INFORMATION GIVEN =>
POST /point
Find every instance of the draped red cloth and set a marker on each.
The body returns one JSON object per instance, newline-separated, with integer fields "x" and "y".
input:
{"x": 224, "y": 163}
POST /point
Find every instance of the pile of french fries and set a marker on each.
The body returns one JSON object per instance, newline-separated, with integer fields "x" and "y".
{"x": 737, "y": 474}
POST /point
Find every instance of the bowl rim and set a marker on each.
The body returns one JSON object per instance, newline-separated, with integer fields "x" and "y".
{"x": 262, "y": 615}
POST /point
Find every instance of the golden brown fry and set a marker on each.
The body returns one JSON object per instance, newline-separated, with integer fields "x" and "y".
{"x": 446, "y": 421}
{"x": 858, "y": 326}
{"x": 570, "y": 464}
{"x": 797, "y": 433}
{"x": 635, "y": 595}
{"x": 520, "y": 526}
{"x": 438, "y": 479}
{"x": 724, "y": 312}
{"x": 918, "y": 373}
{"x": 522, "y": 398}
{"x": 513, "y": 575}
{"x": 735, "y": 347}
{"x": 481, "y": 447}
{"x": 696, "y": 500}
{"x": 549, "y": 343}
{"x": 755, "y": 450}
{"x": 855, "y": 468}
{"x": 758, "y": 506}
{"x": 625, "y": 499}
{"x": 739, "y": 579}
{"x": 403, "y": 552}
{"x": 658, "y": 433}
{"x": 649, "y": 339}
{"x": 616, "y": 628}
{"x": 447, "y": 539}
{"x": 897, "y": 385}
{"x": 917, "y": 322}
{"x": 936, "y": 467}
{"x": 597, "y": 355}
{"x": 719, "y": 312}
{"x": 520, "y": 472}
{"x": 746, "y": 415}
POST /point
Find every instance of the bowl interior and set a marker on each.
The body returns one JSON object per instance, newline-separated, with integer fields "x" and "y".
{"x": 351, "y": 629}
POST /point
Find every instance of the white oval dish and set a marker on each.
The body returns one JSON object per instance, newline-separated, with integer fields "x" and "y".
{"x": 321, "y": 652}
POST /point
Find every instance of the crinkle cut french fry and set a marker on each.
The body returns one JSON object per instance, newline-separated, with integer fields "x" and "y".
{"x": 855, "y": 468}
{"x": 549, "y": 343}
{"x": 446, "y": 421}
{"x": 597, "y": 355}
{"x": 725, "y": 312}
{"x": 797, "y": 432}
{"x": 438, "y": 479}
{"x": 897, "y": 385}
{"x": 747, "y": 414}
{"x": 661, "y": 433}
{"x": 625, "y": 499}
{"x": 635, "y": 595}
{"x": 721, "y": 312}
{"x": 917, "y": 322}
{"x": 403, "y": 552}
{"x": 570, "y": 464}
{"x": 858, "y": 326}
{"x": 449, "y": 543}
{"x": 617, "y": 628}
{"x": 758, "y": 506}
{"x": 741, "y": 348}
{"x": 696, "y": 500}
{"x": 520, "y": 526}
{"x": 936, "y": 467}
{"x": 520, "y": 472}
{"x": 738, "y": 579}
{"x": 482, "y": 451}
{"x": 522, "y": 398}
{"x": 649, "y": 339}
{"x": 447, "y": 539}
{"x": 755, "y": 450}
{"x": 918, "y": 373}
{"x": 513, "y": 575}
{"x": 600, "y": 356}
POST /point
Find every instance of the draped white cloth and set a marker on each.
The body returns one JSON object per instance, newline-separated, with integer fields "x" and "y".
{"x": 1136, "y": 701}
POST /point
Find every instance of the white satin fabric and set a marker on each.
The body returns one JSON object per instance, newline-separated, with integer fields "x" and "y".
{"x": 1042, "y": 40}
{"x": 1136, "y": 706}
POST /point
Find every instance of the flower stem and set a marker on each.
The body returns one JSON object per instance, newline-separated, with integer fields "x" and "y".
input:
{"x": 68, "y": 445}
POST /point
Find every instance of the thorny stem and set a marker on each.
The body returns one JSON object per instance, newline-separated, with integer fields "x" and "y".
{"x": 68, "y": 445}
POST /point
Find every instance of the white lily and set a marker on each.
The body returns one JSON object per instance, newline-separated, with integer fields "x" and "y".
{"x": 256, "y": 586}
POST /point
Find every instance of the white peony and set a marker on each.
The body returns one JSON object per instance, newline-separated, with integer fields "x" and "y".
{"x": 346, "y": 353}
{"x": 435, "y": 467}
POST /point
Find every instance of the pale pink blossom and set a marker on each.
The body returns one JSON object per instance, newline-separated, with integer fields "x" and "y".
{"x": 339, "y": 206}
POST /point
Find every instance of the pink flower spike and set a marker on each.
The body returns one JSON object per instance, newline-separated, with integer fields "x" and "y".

TASK OBJECTIVE => Repeat each record exactly, leaving nothing out.

RESULT FOR THIS TASK =>
POST /point
Find every instance of the draped red cloth and set a marker on each.
The body returns one JSON object per instance, newline-separated, with integer fields "x" and "y".
input:
{"x": 224, "y": 163}
POST /point
Find every instance of the pile of french fries and set a marker on each.
The body returns one JSON object per instance, newline-separated, with integer fields "x" and "y".
{"x": 737, "y": 474}
POST /point
Find every instance of the bowl rim and set a marker on each.
The body returns one JSON object per instance, newline-separated, with integer fields "x" and "y".
{"x": 262, "y": 615}
POST /point
Find every instance of the golden brown fry and set a marker on each.
The body returns one JSON object per instance, newline-separated, with integer fields "x" and "y".
{"x": 446, "y": 421}
{"x": 858, "y": 326}
{"x": 570, "y": 464}
{"x": 797, "y": 433}
{"x": 635, "y": 595}
{"x": 520, "y": 526}
{"x": 438, "y": 479}
{"x": 724, "y": 312}
{"x": 918, "y": 373}
{"x": 522, "y": 398}
{"x": 513, "y": 575}
{"x": 735, "y": 347}
{"x": 481, "y": 447}
{"x": 696, "y": 500}
{"x": 549, "y": 343}
{"x": 755, "y": 450}
{"x": 855, "y": 468}
{"x": 758, "y": 506}
{"x": 625, "y": 499}
{"x": 739, "y": 579}
{"x": 403, "y": 552}
{"x": 658, "y": 433}
{"x": 649, "y": 339}
{"x": 616, "y": 628}
{"x": 447, "y": 539}
{"x": 897, "y": 385}
{"x": 917, "y": 322}
{"x": 936, "y": 467}
{"x": 597, "y": 355}
{"x": 719, "y": 312}
{"x": 520, "y": 472}
{"x": 746, "y": 415}
POST /point
Find every instance of the bowl interior and set a marker on each.
The body returns one JSON object per instance, newline-separated, with integer fields "x" and "y".
{"x": 351, "y": 629}
POST /point
Find every instance of the white oval dish and set a marker on each.
The body returns one JSON object per instance, newline-separated, with integer fields "x" and "y".
{"x": 321, "y": 652}
POST /point
Find every instance of the crinkle cut french fry and set a marker on each.
The body returns one JSON object per instance, newline-separated, with integer fields "x" and "y".
{"x": 855, "y": 468}
{"x": 549, "y": 343}
{"x": 446, "y": 421}
{"x": 597, "y": 355}
{"x": 725, "y": 312}
{"x": 797, "y": 432}
{"x": 438, "y": 479}
{"x": 897, "y": 385}
{"x": 747, "y": 414}
{"x": 661, "y": 433}
{"x": 625, "y": 499}
{"x": 635, "y": 595}
{"x": 721, "y": 312}
{"x": 917, "y": 322}
{"x": 403, "y": 552}
{"x": 570, "y": 464}
{"x": 858, "y": 326}
{"x": 449, "y": 543}
{"x": 617, "y": 628}
{"x": 758, "y": 506}
{"x": 741, "y": 348}
{"x": 696, "y": 500}
{"x": 520, "y": 526}
{"x": 936, "y": 467}
{"x": 520, "y": 472}
{"x": 738, "y": 579}
{"x": 482, "y": 451}
{"x": 522, "y": 398}
{"x": 649, "y": 339}
{"x": 447, "y": 539}
{"x": 755, "y": 450}
{"x": 918, "y": 373}
{"x": 513, "y": 575}
{"x": 600, "y": 356}
POST /point
Find every instance of the draped white cloth and set a marker on each.
The body returns one JSON object per instance, newline-separated, with integer fields "x" and "y".
{"x": 1136, "y": 701}
POST /point
Find every instance of the white satin fabric and set a marker on each.
The body returns one JSON object per instance, newline-separated, with integer fields "x" and "y".
{"x": 1042, "y": 40}
{"x": 1136, "y": 706}
POST /point
Find every instance of the flower stem and set a marker on each.
The body returns one JSON object per instance, newline-separated, with integer fields "x" and "y".
input:
{"x": 68, "y": 445}
POST /point
Find every instance of the thorny stem and set a marker on each.
The body returns one JSON object per instance, newline-separated, with integer fields "x" and "y".
{"x": 68, "y": 445}
POST /point
Find every instance of the white lily and set a marker on each.
The body returns one JSON object per instance, newline-separated, with integer fields "x" and "y".
{"x": 256, "y": 586}
POST /point
Find every instance of the white peony and set a marker on each.
The body returns one JSON object per instance, newline-separated, with integer fields "x" and "y".
{"x": 346, "y": 353}
{"x": 435, "y": 467}
POST /point
Find every instance of the pale pink blossom and set a marker on each.
The body returns one JSON object per instance, newline-separated, with integer fields "x" and "y".
{"x": 339, "y": 206}
POST /point
Find every instance of the pink flower spike and set a marker on each.
The body returns one JSON object per instance, newline-separated, with integer fields "x" and "y".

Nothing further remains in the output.